(What you have to do): Exact copies of all entries are needed. Pictures are to be left out.

Referring expression grounding data
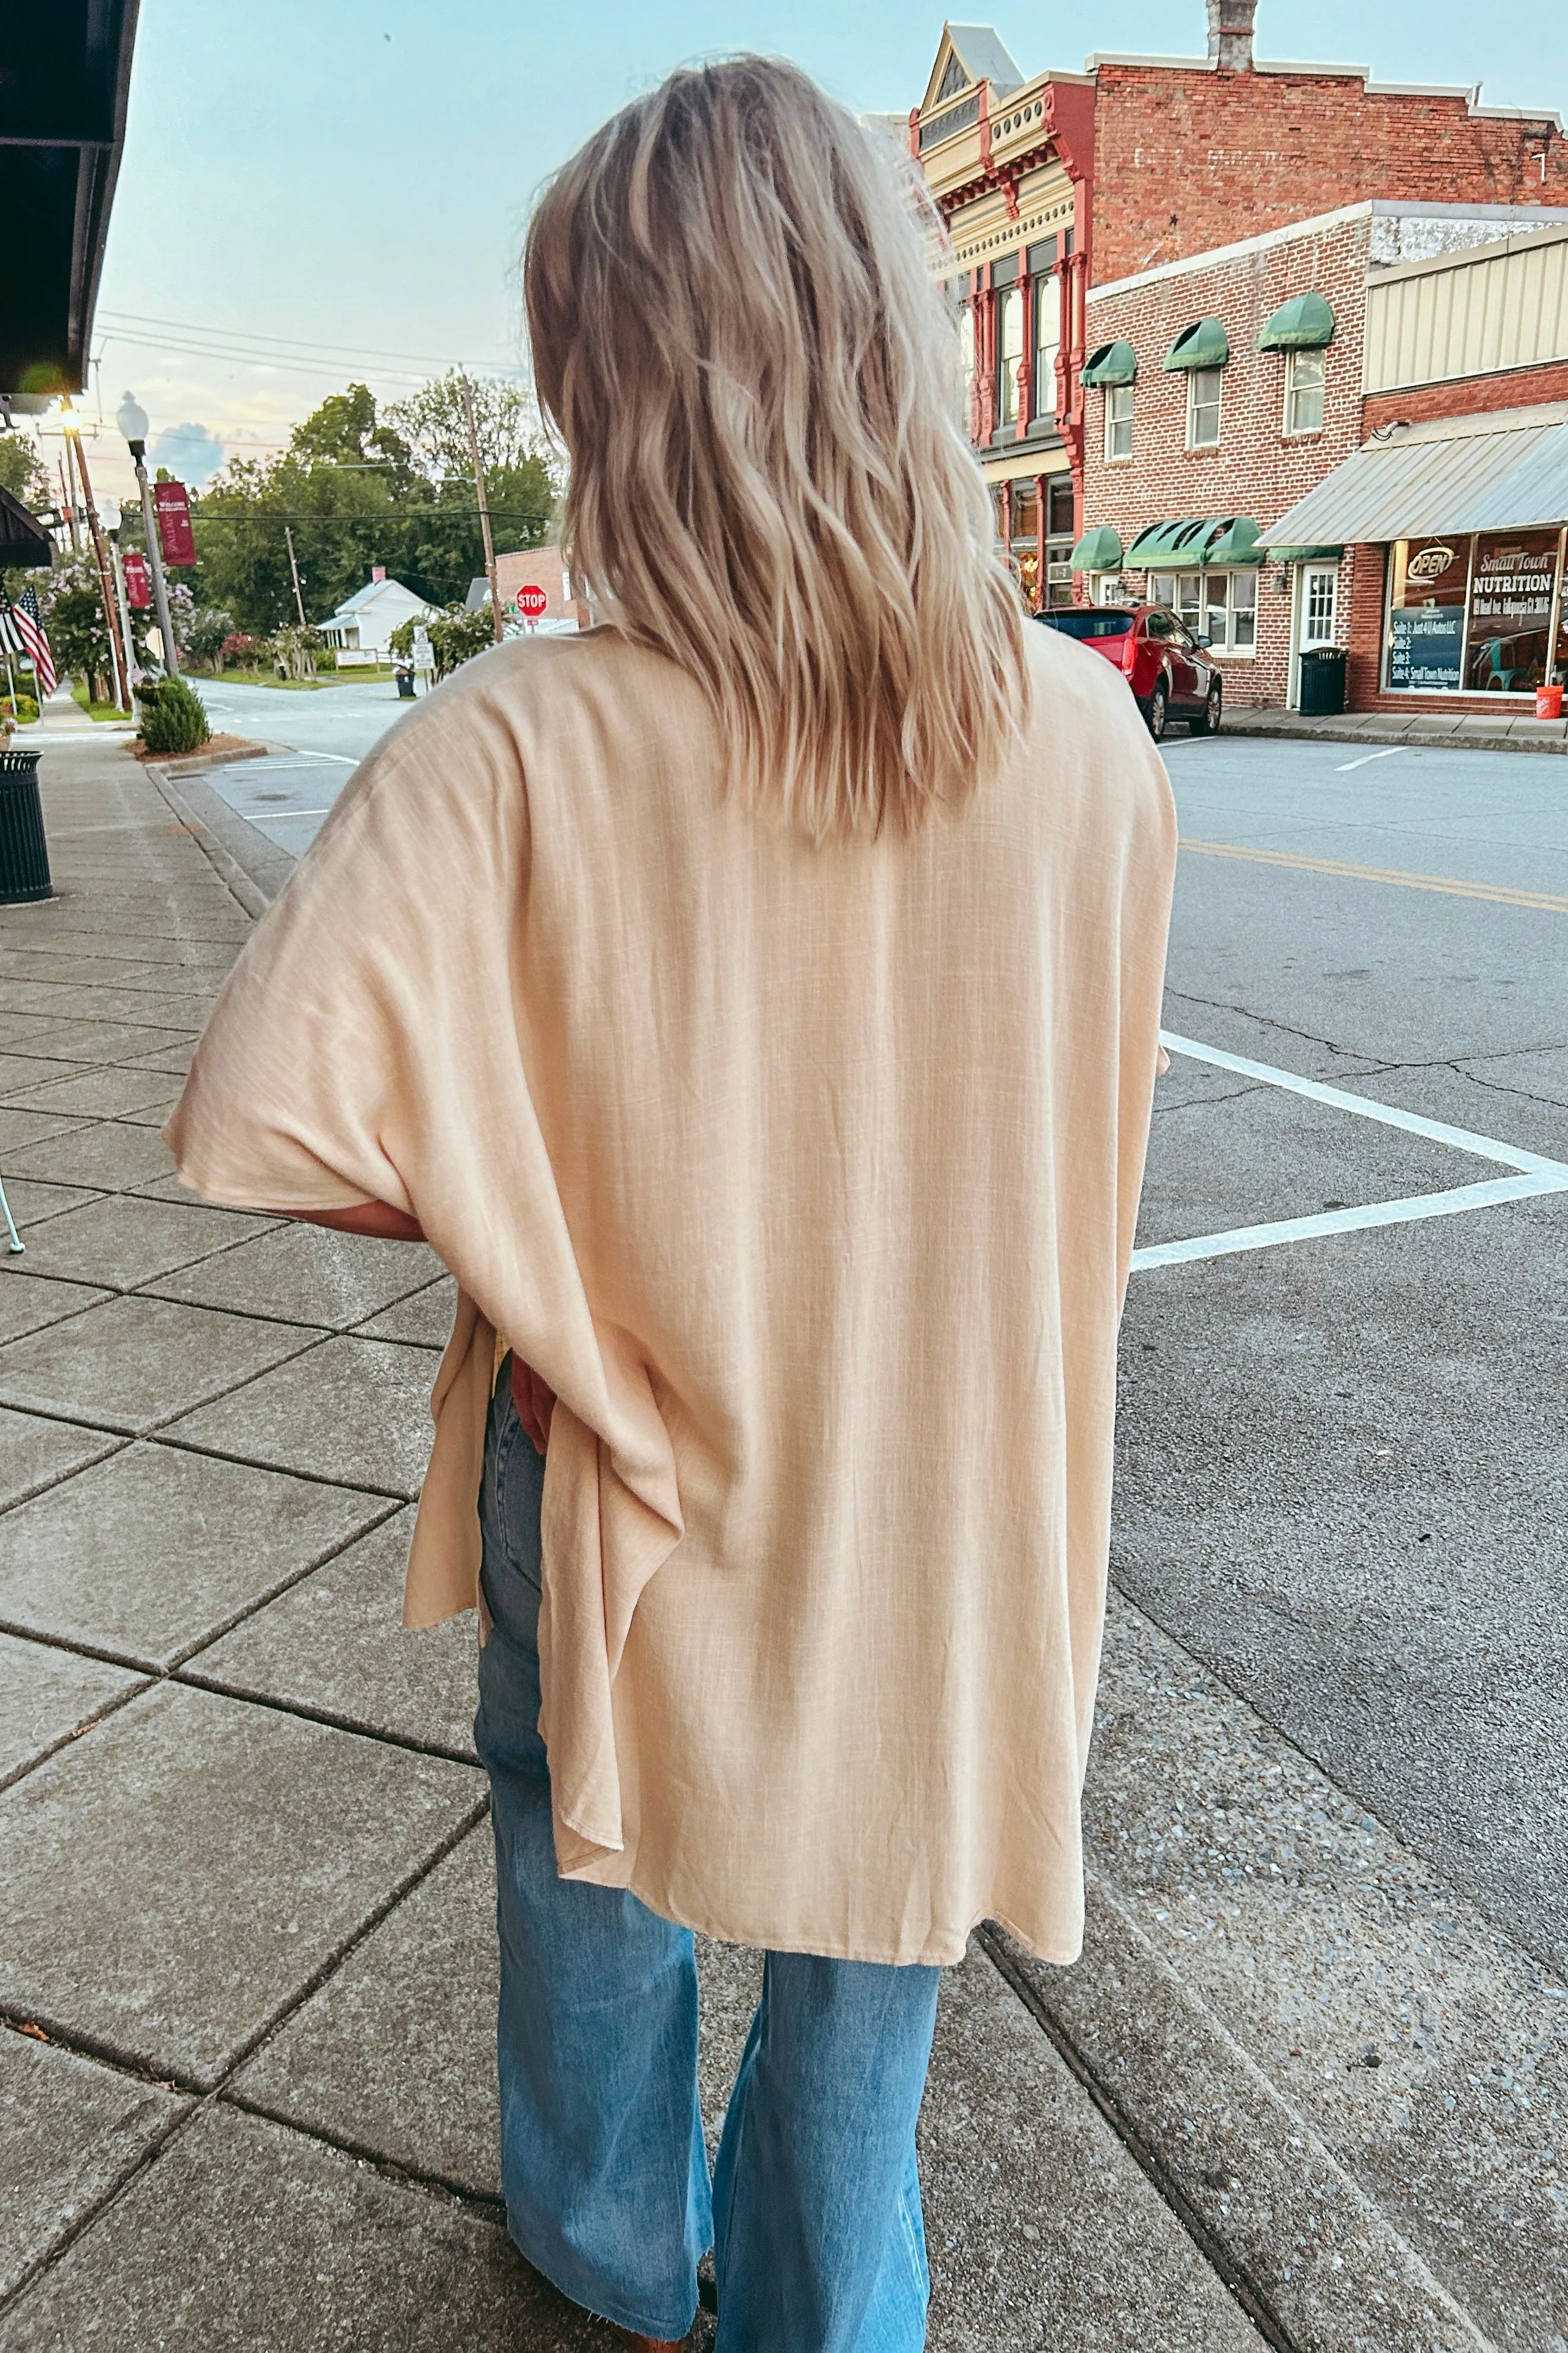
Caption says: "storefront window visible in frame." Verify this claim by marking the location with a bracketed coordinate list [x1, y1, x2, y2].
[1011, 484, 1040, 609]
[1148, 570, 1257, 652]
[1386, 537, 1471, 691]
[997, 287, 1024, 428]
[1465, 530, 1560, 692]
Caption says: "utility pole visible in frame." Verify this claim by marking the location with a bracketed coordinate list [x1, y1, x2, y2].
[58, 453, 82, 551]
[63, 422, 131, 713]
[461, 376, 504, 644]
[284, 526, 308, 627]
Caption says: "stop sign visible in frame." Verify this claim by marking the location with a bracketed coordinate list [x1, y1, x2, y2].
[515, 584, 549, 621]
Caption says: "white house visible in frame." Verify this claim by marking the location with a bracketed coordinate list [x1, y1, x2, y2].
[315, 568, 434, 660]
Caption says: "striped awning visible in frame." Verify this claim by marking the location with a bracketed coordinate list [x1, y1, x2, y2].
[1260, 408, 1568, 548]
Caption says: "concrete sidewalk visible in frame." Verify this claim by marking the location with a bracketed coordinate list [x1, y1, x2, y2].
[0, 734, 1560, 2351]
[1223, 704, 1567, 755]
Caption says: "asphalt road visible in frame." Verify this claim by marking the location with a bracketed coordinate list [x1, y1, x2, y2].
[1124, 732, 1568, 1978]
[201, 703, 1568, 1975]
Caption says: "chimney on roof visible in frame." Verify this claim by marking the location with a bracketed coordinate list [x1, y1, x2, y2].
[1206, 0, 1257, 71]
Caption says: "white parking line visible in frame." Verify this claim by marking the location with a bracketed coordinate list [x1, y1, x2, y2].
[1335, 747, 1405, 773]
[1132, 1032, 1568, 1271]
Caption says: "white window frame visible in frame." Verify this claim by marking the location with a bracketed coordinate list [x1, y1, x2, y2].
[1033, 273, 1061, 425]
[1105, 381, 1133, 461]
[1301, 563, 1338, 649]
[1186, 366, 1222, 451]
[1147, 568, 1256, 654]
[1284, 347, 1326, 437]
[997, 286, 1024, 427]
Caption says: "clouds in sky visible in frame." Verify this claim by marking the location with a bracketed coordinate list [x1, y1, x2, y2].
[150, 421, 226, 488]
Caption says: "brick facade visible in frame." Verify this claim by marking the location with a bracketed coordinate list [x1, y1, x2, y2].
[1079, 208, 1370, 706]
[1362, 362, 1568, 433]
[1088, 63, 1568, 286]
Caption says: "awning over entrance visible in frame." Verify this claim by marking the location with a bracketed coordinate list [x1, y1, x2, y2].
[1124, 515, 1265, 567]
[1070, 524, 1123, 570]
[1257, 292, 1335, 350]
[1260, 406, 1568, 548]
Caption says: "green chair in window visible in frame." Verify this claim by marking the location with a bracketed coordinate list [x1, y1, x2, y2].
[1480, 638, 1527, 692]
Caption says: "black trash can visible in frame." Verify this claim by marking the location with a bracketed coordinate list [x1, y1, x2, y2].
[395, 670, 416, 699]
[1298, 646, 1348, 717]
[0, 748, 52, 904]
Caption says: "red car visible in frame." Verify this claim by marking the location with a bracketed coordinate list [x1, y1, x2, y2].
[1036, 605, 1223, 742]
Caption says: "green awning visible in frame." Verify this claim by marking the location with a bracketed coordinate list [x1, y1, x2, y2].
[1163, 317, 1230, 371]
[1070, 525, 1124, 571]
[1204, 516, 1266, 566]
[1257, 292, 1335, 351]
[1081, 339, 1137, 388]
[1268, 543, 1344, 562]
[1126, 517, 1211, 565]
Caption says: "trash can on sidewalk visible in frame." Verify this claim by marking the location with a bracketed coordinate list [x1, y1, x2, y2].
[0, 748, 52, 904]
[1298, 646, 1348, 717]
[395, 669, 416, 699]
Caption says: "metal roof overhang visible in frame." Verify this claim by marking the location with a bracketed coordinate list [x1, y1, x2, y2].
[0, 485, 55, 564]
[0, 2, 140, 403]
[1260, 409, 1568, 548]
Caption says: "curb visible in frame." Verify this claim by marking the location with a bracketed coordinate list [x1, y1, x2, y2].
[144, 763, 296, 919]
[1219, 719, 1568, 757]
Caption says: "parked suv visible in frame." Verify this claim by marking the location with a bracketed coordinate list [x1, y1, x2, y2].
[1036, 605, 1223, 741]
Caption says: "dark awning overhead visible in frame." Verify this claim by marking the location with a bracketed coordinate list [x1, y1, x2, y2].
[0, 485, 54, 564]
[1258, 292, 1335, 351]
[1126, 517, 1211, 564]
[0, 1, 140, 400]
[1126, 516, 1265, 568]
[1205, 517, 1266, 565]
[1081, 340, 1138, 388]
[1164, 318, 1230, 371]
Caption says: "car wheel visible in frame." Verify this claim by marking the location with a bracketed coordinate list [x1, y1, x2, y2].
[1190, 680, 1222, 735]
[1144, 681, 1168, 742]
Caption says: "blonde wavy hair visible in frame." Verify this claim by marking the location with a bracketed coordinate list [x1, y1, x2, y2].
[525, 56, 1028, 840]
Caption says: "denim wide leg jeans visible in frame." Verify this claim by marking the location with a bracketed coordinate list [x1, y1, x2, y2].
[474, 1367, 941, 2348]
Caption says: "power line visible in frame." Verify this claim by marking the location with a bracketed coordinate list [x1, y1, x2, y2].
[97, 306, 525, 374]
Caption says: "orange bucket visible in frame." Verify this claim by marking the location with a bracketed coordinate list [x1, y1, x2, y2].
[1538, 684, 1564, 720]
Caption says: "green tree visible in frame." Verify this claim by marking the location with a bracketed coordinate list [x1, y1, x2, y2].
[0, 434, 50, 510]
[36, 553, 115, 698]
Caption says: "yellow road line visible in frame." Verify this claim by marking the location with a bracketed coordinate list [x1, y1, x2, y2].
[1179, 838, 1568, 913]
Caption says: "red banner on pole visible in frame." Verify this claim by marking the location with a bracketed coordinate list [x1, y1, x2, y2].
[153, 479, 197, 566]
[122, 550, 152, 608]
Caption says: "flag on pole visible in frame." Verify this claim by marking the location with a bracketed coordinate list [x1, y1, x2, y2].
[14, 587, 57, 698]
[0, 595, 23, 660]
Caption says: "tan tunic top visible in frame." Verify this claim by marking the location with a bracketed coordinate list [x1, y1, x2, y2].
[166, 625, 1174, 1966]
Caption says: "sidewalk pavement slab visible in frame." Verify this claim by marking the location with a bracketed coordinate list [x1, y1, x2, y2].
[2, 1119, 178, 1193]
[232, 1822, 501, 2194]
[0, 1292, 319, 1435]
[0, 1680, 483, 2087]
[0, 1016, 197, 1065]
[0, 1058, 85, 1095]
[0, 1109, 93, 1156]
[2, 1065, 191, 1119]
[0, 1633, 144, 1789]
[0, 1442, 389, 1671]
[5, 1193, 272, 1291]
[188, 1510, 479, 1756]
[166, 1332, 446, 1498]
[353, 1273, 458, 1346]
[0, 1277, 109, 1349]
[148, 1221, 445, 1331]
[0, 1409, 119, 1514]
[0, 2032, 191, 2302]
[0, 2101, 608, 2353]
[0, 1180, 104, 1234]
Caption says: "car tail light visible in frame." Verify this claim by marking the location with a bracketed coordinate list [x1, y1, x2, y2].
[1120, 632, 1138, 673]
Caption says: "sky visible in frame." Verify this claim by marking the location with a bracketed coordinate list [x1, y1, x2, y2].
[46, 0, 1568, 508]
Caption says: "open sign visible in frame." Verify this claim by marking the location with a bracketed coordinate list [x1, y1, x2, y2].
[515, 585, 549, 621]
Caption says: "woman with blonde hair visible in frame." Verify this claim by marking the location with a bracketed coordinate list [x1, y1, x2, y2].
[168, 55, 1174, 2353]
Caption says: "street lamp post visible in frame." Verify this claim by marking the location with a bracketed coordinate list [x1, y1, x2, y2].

(Task response):
Caption says: "storefront window visible in frame." Verify this claim by marking the location with a bracketed coordinate list [x1, y1, x2, y2].
[1011, 484, 1040, 609]
[1148, 570, 1257, 652]
[1386, 537, 1471, 691]
[997, 287, 1024, 428]
[1465, 530, 1560, 692]
Caption says: "utility pole visible in frame." Verify this claim by marking the location with a bracketed coordinate list [x1, y1, x2, y2].
[58, 453, 82, 551]
[63, 422, 131, 713]
[461, 376, 504, 644]
[284, 526, 308, 627]
Caption says: "stop sign visible in frame." Verify this claim by marking the location with a bracketed coordinate list [x1, y1, x2, y2].
[515, 584, 549, 621]
Caption says: "white house visible in frame." Verify this claim by marking the location with a bracketed coordinate list [x1, y1, x2, y2].
[315, 568, 434, 660]
Caption says: "striped awning visible in frame." Verify this claim by marking the location with a bracketed coordinate list [x1, y1, x2, y2].
[1260, 408, 1568, 548]
Caption says: "concrete sidewalk visible in frame." Verify this claim by marking the location with a bracketed coordinate list [x1, y1, x2, y2].
[0, 734, 1560, 2351]
[1223, 704, 1567, 755]
Caption says: "asphalt road visible in frame." Verify this claim by marking the location with a bracketed coordinate list [x1, y1, x2, y2].
[1124, 732, 1568, 1978]
[201, 703, 1568, 1975]
Caption says: "chimney on roof visible in frame." Verify this claim by marking the location with a bracketed coordinate list [x1, y1, x2, y2].
[1206, 0, 1257, 71]
Caption says: "white parking line visible in frame." Verify this claim by marking the location with a bracketed coordinate list [x1, y1, x2, y2].
[1335, 747, 1405, 773]
[1132, 1032, 1568, 1271]
Caption says: "white window frame visible in frame." Verify this claim by marking the location with a bracketed coordinate list [x1, y1, x2, y2].
[1033, 273, 1061, 425]
[1105, 381, 1133, 461]
[1301, 563, 1338, 649]
[1186, 366, 1222, 451]
[1147, 568, 1256, 654]
[1284, 347, 1326, 437]
[997, 286, 1024, 427]
Caption says: "clouds in sky visible in frame." Verify this claim by marking the location with a bracketed coordinate list [x1, y1, x2, y2].
[150, 421, 226, 488]
Caption says: "brick facade visible in frame." Verify this claim by marking the location with a bracketed coordinate list [x1, y1, x2, y2].
[1079, 208, 1370, 706]
[1362, 362, 1568, 433]
[1088, 63, 1568, 286]
Caption says: "awning over entrance visible in frame." Verify this claim by marking the location with a bracketed coordinate list [x1, y1, x2, y2].
[1124, 515, 1265, 567]
[1070, 524, 1123, 570]
[1257, 292, 1335, 350]
[1260, 406, 1568, 548]
Caption says: "green chair in window visible in frame." Verify this claim by marking the location with a bracketed coordinate list [x1, y1, x2, y2].
[1480, 638, 1527, 692]
Caption says: "black trash can visible in frame." Verify this claim by marking the location with a bracketed coordinate list [x1, y1, x2, y2].
[395, 670, 416, 699]
[1298, 646, 1348, 717]
[0, 748, 52, 904]
Caption says: "red car visible in frame." Verify this claim by marking the location with a bracketed coordinate list [x1, y1, x2, y2].
[1036, 605, 1223, 742]
Caption says: "green awning visible in frame." Verify this claim by marking the location with a bracketed coordinate list [x1, y1, x2, y2].
[1163, 317, 1230, 371]
[1070, 525, 1124, 571]
[1204, 516, 1266, 566]
[1257, 292, 1335, 351]
[1081, 339, 1137, 388]
[1268, 543, 1344, 562]
[1126, 517, 1211, 565]
Caption says: "trash can on sidewalk visible in frame." Verify this claim by marking the location with a bracketed coordinate list [x1, y1, x2, y2].
[0, 748, 52, 904]
[1298, 646, 1348, 717]
[395, 669, 416, 699]
Caption says: "metal roof overhang visible in frame." Verify this claim by marking the location with a bracketed coordinate list [x1, y1, x2, y2].
[0, 485, 55, 564]
[0, 2, 140, 403]
[1260, 409, 1568, 548]
Caption says: "curb visible in frame." Verify this claim by marking the location with a bracketed coordinate list [x1, y1, x2, y2].
[144, 763, 296, 919]
[1219, 719, 1568, 757]
Caption says: "parked suv visible in frame." Verify this claim by marking the location with a bracketed coordinate list [x1, y1, x2, y2].
[1036, 605, 1223, 741]
Caption says: "dark awning overhead visible in frame." Verify this claim by marking the location with a bracketed coordinate list [x1, y1, x2, y2].
[0, 485, 54, 564]
[1258, 292, 1335, 351]
[1126, 517, 1211, 564]
[0, 1, 140, 400]
[1126, 516, 1265, 568]
[1205, 517, 1266, 565]
[1081, 340, 1138, 388]
[1164, 318, 1230, 371]
Caption says: "car wheel visible in frame." Verify this claim by marking the location with a bracketed coordinate list [x1, y1, x2, y2].
[1190, 680, 1222, 735]
[1144, 681, 1168, 742]
Caption says: "blonde wavy hair visible in frame." Verify this claim by marking the location with a bracketed coordinate list [x1, y1, x2, y2].
[525, 56, 1028, 840]
Caption says: "denim wide leg jeans visible in frame." Verify this claim by marking the location with a bracketed coordinate list [x1, y1, x2, y2].
[474, 1367, 941, 2348]
Caption says: "power line visible in frame." Verify this claim by marking the location with a bracketed coordinate list [x1, y1, x2, y2].
[97, 306, 525, 374]
Caption says: "orange bucket visible in frame." Verify this claim by marking the location with a bracketed coordinate list [x1, y1, x2, y2].
[1538, 684, 1564, 720]
Caption says: "green tree visible in frame." Verify this claim by marking the location with a bracketed coordinate list [x1, y1, x2, y2].
[0, 434, 50, 510]
[36, 553, 115, 698]
Caption says: "yellow road line visible in frame." Verify this claim by marking the location with a bracketed coordinate list [x1, y1, x2, y2].
[1179, 838, 1568, 913]
Caption says: "red banner on pole visible in frame." Verify this claim by marking the location with a bracketed coordinate list [x1, y1, x2, y2].
[153, 479, 197, 566]
[122, 550, 152, 608]
Caption says: "flag on pole visible in frame." Verify this claim by marking the location with a bracketed coordinate list [x1, y1, x2, y2].
[14, 587, 57, 698]
[0, 595, 23, 660]
Caption says: "tan tunic top visible in frame." Verify this claim by marking the location with a bracketed coordinate list [x1, y1, x2, y2].
[166, 625, 1174, 1966]
Caption says: "sidewalk pavement slab visible in frame." Verify this claim by marking the location with a bracketed coordinate list [x1, y1, x2, y2].
[2, 1119, 178, 1193]
[232, 1822, 501, 2194]
[0, 1292, 319, 1435]
[0, 1680, 483, 2087]
[0, 1016, 197, 1065]
[0, 1058, 85, 1095]
[0, 1109, 93, 1156]
[2, 1065, 191, 1119]
[0, 1633, 144, 1789]
[0, 1442, 389, 1671]
[5, 1193, 272, 1291]
[188, 1510, 479, 1756]
[166, 1332, 446, 1498]
[353, 1273, 458, 1346]
[0, 1277, 109, 1349]
[148, 1221, 445, 1331]
[0, 1409, 119, 1514]
[0, 2032, 191, 2302]
[0, 2101, 608, 2353]
[0, 1180, 104, 1234]
Caption says: "car tail light visible in frame." Verify this claim by marking the location with a bracketed coordinate list [x1, y1, x2, y2].
[1120, 632, 1138, 673]
Caption says: "sky visible in frame." Verify this claim by marking the location with a bracketed coordinate list [x1, y1, x2, y2].
[46, 0, 1568, 508]
Caption says: "open sign visible in frame." Verify this claim by marking the location with a bracketed coordinate list [x1, y1, x2, y2].
[515, 585, 549, 621]
Caption says: "woman with blonde hair visible in frame." Verify this claim by marking the location with a bracketed coordinate list [x1, y1, x2, y2].
[168, 55, 1174, 2353]
Caption says: "street lamp post visible in frame." Verify this claim by marking the location with a bracketed coordinate list [x1, y1, x2, y2].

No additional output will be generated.